## [What this exercise asks]
a) According to the passage on EEA deportation law, to what sentence of imprisonment was the appellant in BF(Portugal) v SSHD sentenced?
b) Render into French this sentence from the passage on EEA deportation law: "He could only be removed on serious grounds of public policy or public security."

## [Extracted text]
>> begin
35. In relation to the question of the fundamental interests of society, in GW (EEA reg 21: ‘fundamental interests’) Netherlands [2009] UKAIT 00050 the Tribunal said that the ‘fundamental interests’ of a society within the meaning of reg 21 (a threat to which may justify the exclusion of an EEA national) is a question to be determined by reference to the legal rules governing the society in question, for it is unlikely that conduct that is subject to no prohibition can be regarded as threatening those interests.
36. The 2016 regulations (schedule 1 para 7) set out what the fundamental interests of society in the UK include namely preventing unlawful immigration and abuse of the immigration laws and maintaining the integrity and effectiveness of the immigration control system including under the regulations and of the common travel area, maintaining public order, preventing social harm preventing the evasion of taxes and duties, protecting public services, excluding or removing the EEA national or family member of an EEA national with a conviction (including where the conduct of that person is likely to cause, or has in fact caused, public offence) and maintaining public confidence in the ability of the relevant authorities to take such action, tackling offences likely to cause harm to society where an immediate or direct victim may be difficult to identify but where there is wider societal harm (such as offences related to the misuse of drugs or crime with a cross-border dimension), combating the effects of persistent offending, protecting the rights and freedoms of others, particularly from exploitation and trafficking, protecting the public, acting in the best interests of a child, countering terrorism and extremism and protecting shared values.
37. In BF(Portugal) v SSHD [2009] EWCA Civ 923 the Appellant, a citizen of Portugal, had acquired permanent residence. He was convicted of battery against his partner and sentenced to 42 months imprisonment. He could only be removed on serious grounds of public policy or public security. The Tribunal first had to determine the claimant’s relevant personal conduct; secondly whether the conduct represented a genuine present and sufficiently serious threat; thirdly whether that threat affected one of the fundamental interests of society; and fourthly whether deportation would be disproportionate in all the circumstances. The Tribunal noted the evidence that the claimant had a high propensity to re-offend against the same victim and any new partner, but went on to find that the SSHD had failed to prove that there were serious grounds of public policy or security which made deportation proportionate. In remitting the appeal, the CA said the Tribunal should have reached a conclusion as to whether the threat, which was clearly present at the time of the offence, was still present at the hearing. The Tribunal had to decide whether there was a present serious threat and if so the extent of that threat.
>> end
## [Supplied information]
>> begin
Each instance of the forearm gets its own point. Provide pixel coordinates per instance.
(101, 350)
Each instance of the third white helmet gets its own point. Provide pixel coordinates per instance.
>> end
## [The results]
a) 42 months imprisonment.

b) Il ne pouvait être éloigné que pour des motifs graves d'ordre public ou de sécurité publique.